Supplied text:
Re: [vfio-users] sr-iov support on main boards

2017-08-07 Thread Alex Williamson
On Mon, 24 Jul 2017 09:35:40 +0200
Torbjorn Jansson  wrote:

> Hello.
> 
> i'm considering upgrading my linux box that i use for virtualization 
> (i5-3470, 
> Z77 mb).
> at the moment i have a successfully working setup where i pass thru a gtx970 
> to 
> a windows vm.
> i also have an aging 4 port network card, see below:
> --
> 04:00.0 Ethernet controller: Intel Corporation 82571EB Gigabit Ethernet 
> Controller (Copper) (rev 06)
> 04:00.1 Ethernet controller: Intel Corporation 82571EB Gigabit Ethernet 
> Controller (Copper) (rev 06)
> 05:00.0 Ethernet controller: Intel Corporation 82571EB Gigabit Ethernet 
> Controller (Copper) (rev 06)
> 05:00.1 Ethernet controller: Intel Corporation 82571EB Gigabit Ethernet 
> Controller (Copper) (rev 06)
> --


Interestingly, we have quirks for most of the 82571 cards, but not the
quad port because the onboard switch doesn't support ACS so everything
would get grouped back together anyway.

Goal a:
Answer these questions from the mailing-list message:
(i) Which CPU is in the Linux box used for virtualization?
(ii) Which graphics card is passed through to the Windows VM?
(iii) Why are there no quirks for the quad port 82571 card?
The records below come from a separate source and have no connection to the mailing-list message above.

Provided data:
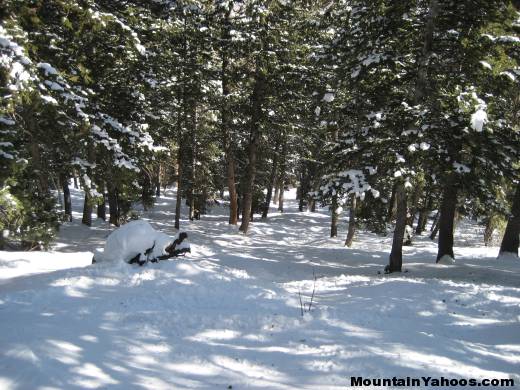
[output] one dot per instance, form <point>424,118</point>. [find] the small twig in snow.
==
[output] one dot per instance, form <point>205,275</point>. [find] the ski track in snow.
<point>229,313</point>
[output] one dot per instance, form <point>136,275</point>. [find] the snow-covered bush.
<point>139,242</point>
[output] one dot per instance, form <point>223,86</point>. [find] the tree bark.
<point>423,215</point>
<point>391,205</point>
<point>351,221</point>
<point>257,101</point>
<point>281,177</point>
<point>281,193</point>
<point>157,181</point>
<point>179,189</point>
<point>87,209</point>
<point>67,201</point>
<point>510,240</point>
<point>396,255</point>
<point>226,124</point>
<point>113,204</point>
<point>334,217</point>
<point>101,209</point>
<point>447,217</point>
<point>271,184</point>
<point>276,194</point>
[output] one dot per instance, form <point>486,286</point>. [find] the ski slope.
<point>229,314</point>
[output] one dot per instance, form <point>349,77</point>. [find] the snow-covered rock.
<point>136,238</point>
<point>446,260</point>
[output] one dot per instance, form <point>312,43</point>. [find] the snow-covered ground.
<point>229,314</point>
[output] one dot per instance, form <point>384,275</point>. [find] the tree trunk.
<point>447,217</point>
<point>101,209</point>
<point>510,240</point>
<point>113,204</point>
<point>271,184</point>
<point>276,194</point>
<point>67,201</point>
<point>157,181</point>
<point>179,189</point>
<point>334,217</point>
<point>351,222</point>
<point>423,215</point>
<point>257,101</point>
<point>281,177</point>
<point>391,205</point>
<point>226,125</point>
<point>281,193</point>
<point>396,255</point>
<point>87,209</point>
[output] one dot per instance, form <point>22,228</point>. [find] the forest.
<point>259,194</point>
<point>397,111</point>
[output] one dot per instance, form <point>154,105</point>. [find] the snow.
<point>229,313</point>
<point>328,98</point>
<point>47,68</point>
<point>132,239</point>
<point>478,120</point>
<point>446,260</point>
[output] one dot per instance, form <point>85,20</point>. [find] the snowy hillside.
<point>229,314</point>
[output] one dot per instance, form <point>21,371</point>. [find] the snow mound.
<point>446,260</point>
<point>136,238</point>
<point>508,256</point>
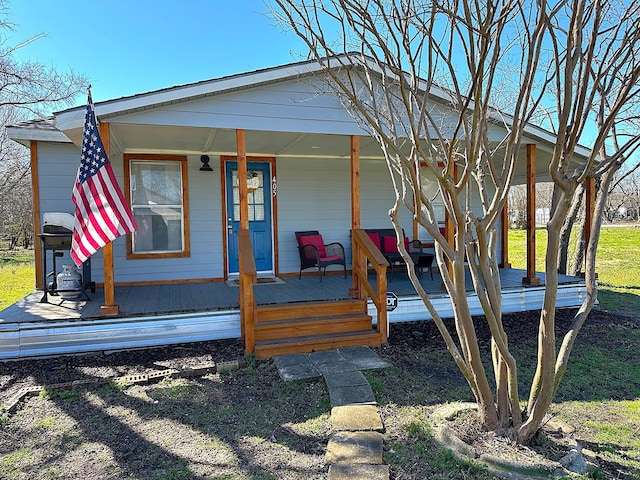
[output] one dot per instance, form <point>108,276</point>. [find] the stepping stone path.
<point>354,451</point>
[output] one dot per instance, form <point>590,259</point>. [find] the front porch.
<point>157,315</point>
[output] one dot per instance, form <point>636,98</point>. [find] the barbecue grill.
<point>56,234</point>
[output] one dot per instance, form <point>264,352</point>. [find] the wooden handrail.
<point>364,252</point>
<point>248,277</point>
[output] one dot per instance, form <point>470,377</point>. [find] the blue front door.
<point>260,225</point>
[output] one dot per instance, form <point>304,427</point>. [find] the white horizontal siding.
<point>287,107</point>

Goal b: In the records, rewrite the lines from the one containing "[output] one dot per instance, form <point>205,275</point>." through the one containing "<point>139,242</point>", changing "ski track" to "sled trail" and leaving everything else as it is. Return only those lines.

Written reply a:
(i) An i5-3470.
(ii) A GTX 970.
(iii) The onboard switch doesn't support ACS, so everything would get grouped back together anyway.

Written reply b:
[output] one dot per instance, form <point>205,275</point>. [find] the sled trail in snow.
<point>229,313</point>
[output] one dot per instance, form <point>136,275</point>. [find] the snow-covered bush.
<point>139,242</point>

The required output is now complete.